[Tujuan Tugas]:
A – Menurut teks tentang Syekh Nawawi Al-Bantani, pada usia berapa Syekh Nawawi dikirim ke Mekkah untuk menunaikan ibadah haji?
B – Tuliskan ulang tanpa perubahan bagian teks tentang Syekh Nawawi Al-Bantani mulai dari "Nama Syekh Muhammad" hingga "Yusuf dari Purwakarta.", dengan kata-kata terakhir itu ikut disertakan.

[Teks Bacaan]:
----
Syekh Nawawi Al-Bantani yang Berjuluk Sayyidul Ulama Al-Hijaz



Nama Syekh Muhammad Nawawi Al-Bantani begitu harum dikalangan masyarakat Indonesia khususnya di daerah Banten. Beliau lahir di Serang pada tahun 1813 dan masih merupakan keturunan Sultan Maulana Hasanuddin yang merupakan sultan pertama dari Kesultanan Banten. Syekh Nawawi Al-Bantani dididik sejak kecil oleh ayahnya Syekh Umar Al-Bantani yang juga merupakan ulama di Banten. Setelah berusia delapan tahun beliau menimba ilmu kepada K.H. Sahal Al-Bantani. Saat dirasa sudah cukup Syekh Nawawi memutuskan untuk memperdalam ilmunya dengan berguru kepada Syekh Baing Yusuf dari Purwakarta.

Ketika usia beliau menginjak 15 tahun, Syekh Nawawi bersama kedua saudaranya dikirim ke Mekkah untuk menunaikan ibadah haji. Ketika selesai menunaikan ibadah haji beliau tidak langsung pulang ke tanah air. Syekh Nawawi memanfaatkan kesempatan ketika berada di Mekkah dengan menuntut ilmu sebanyak mungkin. Di sana Syekh Nawawi bertemu dengan para ulama Indonesia yang mengajar di Mekkah salah satunya Syekh Ahmad Khatib asal Sambas.
----
[Bagian Data]:
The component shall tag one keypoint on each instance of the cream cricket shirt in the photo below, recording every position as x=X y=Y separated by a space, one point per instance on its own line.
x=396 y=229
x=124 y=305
----
[Jawaban Soal]:
A – Pada usia 15 tahun.

B –
Nama Syekh Muhammad Nawawi Al-Bantani begitu harum dikalangan masyarakat Indonesia khususnya di daerah Banten. Beliau lahir di Serang pada tahun 1813 dan masih merupakan keturunan Sultan Maulana Hasanuddin yang merupakan sultan pertama dari Kesultanan Banten. Syekh Nawawi Al-Bantani dididik sejak kecil oleh ayahnya Syekh Umar Al-Bantani yang juga merupakan ulama di Banten. Setelah berusia delapan tahun beliau menimba ilmu kepada K.H. Sahal Al-Bantani. Saat dirasa sudah cukup Syekh Nawawi memutuskan untuk memperdalam ilmunya dengan berguru kepada Syekh Baing Yusuf dari Purwakarta.